[Document]
Anyone with an IPv4 address can immediately be on IPv6 using 6to4 auto SIT tunnels with
an entire /48 size IPv6 network at their disposal.

Network administrators managing IPv4 networks often overlook or ignore IPv6. They
typically do not recognize its presence or its availability, and they frequently lack the skills or
expertise to manage it. So they assume it is not present on their networks.

Unfortunately, this assumption is dangerously misguided. Thanks to the promotional efforts
of various standards bodies and the transitional efforts of the Internet Engineering Task Force
(IETF), IPv6 is available nearly anywhere IPv4 is available. Due to ignorance, lack of
experience, and inertia, the security and administrative personnel tasked with defending IPv4
networks have not kept pace with the growth of IPv6.

[Problems and tasks]
- 1) Copy out the IPv6 passage from "Anyone with an" to "on their networks.".
- 2) Answer these questions from the IPv6 passage:
(a) What size IPv6 network do 6to4 auto SIT tunnels put at a user's disposal?
(b) Whose transitional efforts does the passage name alongside those of various standards bodies?
(c) Which three causes does the passage give for security and administrative personnel not keeping pace with IPv6?
- 3) Carry on the IPv6 passage from its final sentence.
The listing that follows has nothing to do with what is asked here.

[Data block]
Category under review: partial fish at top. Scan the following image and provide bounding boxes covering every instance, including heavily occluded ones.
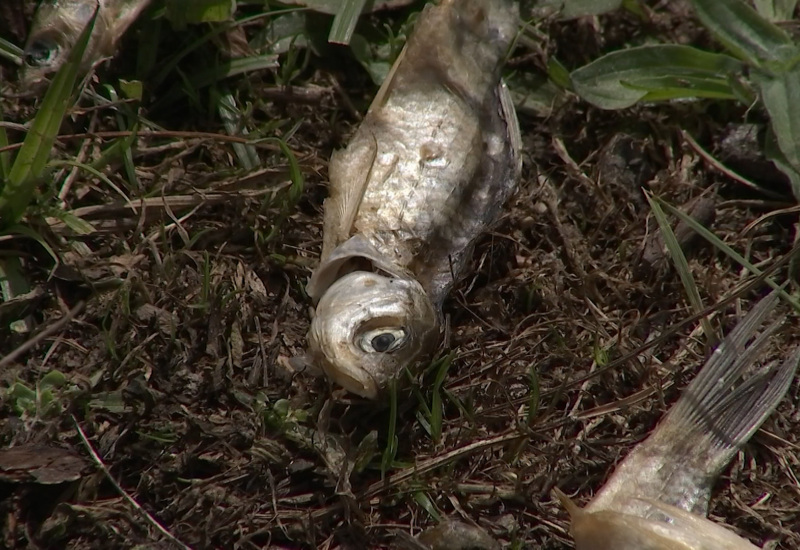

[Written answers]
- 1)
Anyone with an IPv4 address can immediately be on IPv6 using 6to4 auto SIT tunnels with
an entire /48 size IPv6 network at their disposal.

Network administrators managing IPv4 networks often overlook or ignore IPv6. They
typically do not recognize its presence or its availability, and they frequently lack the skills or
expertise to manage it. So they assume it is not present on their networks.

- 2)
(a) An entire /48 size IPv6 network.
(b) The Internet Engineering Task Force (IETF).
(c) Ignorance, lack of experience, and inertia.

- 3)
The underground community of blackhats knows IPv6, and has developed the expertise to
take advantage of it – especially given the relative lack of expertise on the part of the average
network administrator. This expertise reflects a similar regional divide to the deployment of
IPv6, with better IPv6 skills developing in parts of the world that are less rich in IPv4
technology.

Operating System Support

IPv6 is supported on most platforms and operating systems. It often only requires a simple
command, configuration option, patch or upgrade to enable it.

Microsoft Windows
Recent versions of Microsoft Windows (Windows XP and Windows 2003 Server) have
integrated IPv6 support. Windows XP only requires the command “ipv6 install” to enable
native IPv6 on Ethernet interfaces. It also installs and enables support for SIT tunnels, 6to4
tunnels, and pseudo interfaces for Teredo IPv6 over UDP tunnels. The command requires
rebooting the Windows system to enable IPv6, which disrupts any current activities or
connections. The command enables 6to4 by default, with a “wellknown address” that can
easily be scanned for against the IPv4 address.

Windows XP includes preliminary support for Teredo, IPv6 over UDP, tunnels. This feature,
in theory, allows UDP tunnels to bypass firewalls that block SIT and 6to4 tunnels.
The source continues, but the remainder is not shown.